> Objective: Quote the lines below exactly, from the one that holds "Expected: one pin per instance of the sunlit" through the final line of the records, and only those.

══ Data provided ══

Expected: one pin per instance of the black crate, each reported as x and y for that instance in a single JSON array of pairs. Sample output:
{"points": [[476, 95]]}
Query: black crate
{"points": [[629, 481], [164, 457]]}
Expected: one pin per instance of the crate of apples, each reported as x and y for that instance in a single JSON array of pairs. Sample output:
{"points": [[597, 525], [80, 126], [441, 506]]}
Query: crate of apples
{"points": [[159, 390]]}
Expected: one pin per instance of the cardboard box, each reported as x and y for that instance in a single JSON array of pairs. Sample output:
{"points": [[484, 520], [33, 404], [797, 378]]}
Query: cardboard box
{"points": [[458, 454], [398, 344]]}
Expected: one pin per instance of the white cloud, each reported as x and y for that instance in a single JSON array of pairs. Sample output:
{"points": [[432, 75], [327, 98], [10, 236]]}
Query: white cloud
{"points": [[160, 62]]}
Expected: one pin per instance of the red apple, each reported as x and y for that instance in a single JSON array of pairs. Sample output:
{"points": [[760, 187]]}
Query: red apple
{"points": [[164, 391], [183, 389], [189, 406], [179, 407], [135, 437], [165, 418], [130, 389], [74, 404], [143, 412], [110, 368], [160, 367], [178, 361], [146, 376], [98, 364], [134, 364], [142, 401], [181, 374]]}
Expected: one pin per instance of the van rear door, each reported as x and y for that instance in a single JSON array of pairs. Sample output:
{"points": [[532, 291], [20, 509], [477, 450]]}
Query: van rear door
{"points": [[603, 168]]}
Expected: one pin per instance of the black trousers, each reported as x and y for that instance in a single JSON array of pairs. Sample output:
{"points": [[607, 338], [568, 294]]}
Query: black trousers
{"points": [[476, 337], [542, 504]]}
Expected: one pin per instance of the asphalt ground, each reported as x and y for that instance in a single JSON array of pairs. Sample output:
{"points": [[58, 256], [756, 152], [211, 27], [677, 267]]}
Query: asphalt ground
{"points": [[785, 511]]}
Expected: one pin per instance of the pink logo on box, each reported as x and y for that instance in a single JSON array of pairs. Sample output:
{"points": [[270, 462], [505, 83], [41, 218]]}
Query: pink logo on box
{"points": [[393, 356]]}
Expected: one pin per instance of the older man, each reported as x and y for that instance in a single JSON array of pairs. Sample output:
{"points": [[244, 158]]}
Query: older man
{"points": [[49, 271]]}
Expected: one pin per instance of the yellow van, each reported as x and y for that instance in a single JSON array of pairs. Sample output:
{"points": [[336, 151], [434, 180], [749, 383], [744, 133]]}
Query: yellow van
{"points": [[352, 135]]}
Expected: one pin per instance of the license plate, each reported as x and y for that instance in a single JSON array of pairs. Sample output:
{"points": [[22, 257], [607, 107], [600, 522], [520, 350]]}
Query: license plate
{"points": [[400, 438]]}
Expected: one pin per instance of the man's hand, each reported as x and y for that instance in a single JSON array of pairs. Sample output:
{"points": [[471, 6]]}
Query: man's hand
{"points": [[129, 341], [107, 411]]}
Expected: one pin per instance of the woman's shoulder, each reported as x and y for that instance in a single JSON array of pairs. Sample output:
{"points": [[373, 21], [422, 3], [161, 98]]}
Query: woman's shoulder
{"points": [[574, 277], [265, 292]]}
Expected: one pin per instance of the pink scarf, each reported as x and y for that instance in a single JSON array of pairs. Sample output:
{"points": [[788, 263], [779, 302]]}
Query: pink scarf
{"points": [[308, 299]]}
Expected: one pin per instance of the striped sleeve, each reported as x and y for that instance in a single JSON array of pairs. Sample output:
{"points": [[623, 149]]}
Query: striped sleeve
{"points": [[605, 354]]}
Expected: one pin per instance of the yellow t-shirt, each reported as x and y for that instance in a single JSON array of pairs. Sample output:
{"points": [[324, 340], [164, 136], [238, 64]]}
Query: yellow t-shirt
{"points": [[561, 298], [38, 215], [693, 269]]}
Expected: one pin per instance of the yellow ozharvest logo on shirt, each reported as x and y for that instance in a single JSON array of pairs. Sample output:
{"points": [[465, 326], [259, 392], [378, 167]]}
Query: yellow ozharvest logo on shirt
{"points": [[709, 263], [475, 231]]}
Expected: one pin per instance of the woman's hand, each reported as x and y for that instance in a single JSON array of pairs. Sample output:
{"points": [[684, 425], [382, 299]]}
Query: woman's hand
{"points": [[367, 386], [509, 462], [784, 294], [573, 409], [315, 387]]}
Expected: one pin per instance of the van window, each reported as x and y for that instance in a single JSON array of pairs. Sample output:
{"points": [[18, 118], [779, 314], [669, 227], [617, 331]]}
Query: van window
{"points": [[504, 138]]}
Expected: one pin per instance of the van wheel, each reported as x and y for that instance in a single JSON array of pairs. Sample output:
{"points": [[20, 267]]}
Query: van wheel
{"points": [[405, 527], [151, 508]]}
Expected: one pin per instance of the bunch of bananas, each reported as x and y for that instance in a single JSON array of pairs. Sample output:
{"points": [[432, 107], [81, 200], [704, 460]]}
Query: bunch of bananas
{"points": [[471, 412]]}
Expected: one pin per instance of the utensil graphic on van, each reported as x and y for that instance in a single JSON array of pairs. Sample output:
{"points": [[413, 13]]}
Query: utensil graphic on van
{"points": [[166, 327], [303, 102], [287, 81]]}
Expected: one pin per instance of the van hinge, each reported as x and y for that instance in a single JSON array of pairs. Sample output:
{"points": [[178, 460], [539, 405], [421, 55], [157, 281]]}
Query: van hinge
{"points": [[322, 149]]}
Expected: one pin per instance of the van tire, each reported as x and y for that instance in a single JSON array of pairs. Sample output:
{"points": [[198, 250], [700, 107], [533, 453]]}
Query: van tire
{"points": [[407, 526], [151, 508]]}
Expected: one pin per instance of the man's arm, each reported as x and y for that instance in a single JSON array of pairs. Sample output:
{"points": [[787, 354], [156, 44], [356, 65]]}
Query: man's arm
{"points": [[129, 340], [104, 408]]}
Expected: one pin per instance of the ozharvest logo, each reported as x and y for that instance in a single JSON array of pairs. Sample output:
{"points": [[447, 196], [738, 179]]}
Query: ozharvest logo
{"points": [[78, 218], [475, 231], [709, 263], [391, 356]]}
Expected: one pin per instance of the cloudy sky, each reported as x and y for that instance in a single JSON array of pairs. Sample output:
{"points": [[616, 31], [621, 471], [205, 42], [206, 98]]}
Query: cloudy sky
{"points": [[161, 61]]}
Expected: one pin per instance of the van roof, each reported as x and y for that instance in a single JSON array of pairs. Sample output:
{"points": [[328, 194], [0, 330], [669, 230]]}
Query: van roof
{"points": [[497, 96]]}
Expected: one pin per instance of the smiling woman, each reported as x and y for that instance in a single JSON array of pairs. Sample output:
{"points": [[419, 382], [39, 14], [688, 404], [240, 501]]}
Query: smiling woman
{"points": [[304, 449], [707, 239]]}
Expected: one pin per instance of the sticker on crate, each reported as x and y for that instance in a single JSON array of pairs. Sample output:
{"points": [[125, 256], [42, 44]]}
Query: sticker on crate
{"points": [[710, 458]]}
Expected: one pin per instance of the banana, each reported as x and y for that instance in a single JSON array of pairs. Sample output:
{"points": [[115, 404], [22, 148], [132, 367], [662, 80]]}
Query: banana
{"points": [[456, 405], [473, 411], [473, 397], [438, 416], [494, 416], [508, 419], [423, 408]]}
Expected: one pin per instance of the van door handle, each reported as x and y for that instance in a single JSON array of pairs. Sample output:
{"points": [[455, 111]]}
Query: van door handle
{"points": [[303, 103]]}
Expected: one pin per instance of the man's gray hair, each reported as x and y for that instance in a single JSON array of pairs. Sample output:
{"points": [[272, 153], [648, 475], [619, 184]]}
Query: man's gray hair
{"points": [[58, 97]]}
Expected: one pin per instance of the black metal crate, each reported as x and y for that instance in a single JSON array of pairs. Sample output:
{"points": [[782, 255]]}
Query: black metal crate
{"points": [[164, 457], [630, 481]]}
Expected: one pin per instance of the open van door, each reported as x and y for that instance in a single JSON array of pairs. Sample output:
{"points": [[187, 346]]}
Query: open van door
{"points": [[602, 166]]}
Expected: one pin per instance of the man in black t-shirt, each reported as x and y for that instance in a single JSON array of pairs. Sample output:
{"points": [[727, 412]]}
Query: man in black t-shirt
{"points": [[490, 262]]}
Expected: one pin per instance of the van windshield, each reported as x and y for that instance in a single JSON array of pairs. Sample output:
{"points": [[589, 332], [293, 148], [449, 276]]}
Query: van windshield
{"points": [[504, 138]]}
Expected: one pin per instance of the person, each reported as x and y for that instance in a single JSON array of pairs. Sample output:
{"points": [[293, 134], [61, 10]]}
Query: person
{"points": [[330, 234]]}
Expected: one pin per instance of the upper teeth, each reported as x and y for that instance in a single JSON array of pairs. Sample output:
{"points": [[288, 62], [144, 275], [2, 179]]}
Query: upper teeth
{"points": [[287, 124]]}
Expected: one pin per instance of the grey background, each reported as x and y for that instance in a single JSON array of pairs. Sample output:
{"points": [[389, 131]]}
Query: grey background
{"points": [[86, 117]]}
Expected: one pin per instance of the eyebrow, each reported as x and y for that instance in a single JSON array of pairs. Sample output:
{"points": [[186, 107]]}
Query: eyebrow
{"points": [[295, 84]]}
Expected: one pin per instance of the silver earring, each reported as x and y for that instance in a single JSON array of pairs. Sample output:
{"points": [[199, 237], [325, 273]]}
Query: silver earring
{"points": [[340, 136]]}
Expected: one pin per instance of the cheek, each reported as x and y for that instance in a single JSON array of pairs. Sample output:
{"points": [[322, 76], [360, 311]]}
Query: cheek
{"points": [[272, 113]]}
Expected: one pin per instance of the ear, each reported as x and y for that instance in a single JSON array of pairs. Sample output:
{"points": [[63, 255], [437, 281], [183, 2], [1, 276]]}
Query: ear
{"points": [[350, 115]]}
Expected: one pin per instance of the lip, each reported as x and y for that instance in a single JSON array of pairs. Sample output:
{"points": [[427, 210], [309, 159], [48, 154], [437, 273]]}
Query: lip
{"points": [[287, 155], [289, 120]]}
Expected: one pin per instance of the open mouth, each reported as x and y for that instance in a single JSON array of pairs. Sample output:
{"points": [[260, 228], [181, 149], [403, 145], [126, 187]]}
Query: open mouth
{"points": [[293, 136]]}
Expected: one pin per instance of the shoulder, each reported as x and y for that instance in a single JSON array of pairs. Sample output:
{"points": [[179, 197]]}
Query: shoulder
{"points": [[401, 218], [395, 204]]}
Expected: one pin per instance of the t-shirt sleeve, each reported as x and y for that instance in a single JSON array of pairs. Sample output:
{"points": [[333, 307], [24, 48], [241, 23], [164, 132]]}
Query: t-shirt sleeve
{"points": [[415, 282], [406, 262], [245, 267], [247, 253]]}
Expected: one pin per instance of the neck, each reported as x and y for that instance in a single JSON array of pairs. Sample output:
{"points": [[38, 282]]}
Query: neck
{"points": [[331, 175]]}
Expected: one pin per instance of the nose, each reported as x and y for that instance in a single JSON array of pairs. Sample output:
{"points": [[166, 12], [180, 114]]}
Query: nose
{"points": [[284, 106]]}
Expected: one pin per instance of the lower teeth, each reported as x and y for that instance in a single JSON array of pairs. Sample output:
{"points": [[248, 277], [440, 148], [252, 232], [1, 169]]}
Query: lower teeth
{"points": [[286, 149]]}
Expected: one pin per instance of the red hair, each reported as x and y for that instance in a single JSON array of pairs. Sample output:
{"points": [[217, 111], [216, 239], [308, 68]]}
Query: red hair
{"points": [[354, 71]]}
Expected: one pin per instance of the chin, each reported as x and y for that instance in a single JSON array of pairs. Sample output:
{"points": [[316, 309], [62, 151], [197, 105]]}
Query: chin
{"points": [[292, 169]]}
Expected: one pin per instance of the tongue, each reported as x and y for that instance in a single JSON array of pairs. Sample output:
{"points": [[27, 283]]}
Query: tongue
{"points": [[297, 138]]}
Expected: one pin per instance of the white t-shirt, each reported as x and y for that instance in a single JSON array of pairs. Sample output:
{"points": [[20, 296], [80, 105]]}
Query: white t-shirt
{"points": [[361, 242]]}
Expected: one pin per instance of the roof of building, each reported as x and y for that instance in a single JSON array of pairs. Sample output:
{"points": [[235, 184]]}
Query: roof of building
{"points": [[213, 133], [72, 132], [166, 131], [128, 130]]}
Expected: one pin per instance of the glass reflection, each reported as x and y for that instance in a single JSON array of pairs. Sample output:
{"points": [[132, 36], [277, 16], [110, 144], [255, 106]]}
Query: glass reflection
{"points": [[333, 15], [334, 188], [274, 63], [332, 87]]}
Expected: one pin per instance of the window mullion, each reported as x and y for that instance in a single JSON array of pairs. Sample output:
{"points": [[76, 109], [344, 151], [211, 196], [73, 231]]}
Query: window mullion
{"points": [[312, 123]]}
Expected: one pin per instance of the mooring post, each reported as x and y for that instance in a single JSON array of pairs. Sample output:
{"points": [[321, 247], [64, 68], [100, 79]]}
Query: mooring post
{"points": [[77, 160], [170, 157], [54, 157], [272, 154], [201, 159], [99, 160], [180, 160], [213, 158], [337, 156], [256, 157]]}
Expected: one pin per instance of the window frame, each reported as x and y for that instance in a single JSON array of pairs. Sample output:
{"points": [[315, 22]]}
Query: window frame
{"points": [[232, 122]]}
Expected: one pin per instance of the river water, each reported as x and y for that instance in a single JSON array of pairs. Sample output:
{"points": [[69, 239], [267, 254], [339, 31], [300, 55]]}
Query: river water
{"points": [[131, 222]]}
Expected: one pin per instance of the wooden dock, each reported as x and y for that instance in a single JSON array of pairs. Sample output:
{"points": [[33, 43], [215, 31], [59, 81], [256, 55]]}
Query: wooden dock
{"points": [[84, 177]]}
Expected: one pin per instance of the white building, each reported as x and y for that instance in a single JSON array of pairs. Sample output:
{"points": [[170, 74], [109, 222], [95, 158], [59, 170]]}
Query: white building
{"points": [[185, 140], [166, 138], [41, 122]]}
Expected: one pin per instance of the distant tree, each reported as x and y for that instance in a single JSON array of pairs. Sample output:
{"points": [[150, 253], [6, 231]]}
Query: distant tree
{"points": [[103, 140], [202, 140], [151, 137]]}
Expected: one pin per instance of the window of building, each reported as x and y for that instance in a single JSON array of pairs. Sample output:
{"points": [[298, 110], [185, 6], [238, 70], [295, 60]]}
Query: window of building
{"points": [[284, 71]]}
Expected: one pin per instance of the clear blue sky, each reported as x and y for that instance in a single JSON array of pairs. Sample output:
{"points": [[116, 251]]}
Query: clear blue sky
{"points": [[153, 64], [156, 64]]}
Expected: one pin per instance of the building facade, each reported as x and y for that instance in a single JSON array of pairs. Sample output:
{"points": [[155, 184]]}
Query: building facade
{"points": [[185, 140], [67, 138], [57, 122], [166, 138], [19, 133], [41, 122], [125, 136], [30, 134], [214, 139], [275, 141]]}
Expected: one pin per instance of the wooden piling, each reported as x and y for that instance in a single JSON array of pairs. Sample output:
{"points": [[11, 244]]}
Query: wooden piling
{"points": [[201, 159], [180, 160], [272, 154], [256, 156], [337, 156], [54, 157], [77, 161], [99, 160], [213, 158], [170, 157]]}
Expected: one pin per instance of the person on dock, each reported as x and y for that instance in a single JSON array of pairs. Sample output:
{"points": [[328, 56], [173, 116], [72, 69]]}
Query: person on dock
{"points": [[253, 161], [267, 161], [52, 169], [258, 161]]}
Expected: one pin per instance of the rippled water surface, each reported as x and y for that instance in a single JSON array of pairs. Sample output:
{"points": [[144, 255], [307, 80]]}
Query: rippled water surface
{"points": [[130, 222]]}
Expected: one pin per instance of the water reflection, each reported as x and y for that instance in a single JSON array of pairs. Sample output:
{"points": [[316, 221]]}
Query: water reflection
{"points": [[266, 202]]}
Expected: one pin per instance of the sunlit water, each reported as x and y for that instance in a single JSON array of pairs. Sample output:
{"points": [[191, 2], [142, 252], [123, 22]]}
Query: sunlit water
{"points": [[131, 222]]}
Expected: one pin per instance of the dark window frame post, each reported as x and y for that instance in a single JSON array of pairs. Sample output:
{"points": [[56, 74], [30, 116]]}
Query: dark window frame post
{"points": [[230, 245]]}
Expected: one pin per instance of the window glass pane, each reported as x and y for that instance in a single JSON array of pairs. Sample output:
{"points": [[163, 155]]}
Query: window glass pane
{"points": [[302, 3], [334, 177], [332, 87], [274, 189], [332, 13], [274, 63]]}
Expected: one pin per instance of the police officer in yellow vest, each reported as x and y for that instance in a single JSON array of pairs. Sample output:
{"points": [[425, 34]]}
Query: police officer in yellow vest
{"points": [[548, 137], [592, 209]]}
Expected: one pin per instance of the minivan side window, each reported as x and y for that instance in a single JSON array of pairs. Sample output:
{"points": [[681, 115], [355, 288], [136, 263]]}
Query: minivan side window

═══

> Output of the task:
Expected: one pin per instance of the sunlit water, each reported as x and y for that instance in a single JSON array of pairs. Sample output:
{"points": [[191, 2], [142, 252], [123, 22]]}
Query: sunlit water
{"points": [[131, 222]]}
Expected: one pin per instance of the dark window frame post, each reported as x and y for that instance in a single JSON array of pairs. Sample output:
{"points": [[56, 74], [30, 116]]}
Query: dark window frame post
{"points": [[230, 245]]}
Expected: one pin per instance of the window glass pane, each reported as x and y for that instance in a single JSON array of pairs. Sample output:
{"points": [[163, 155]]}
Query: window glass pane
{"points": [[302, 3], [334, 177], [332, 87], [274, 189], [332, 13], [274, 63]]}
Expected: one pin per instance of the police officer in yellow vest, each reported as x and y for that instance in a single JSON array of pairs. Sample output:
{"points": [[425, 34]]}
Query: police officer in yellow vest
{"points": [[548, 137], [592, 209]]}
Expected: one pin per instance of the minivan side window, each reported as x and y for that instance in a single JSON array of pairs. Sample output:
{"points": [[681, 115], [355, 288], [136, 263]]}
Query: minivan side window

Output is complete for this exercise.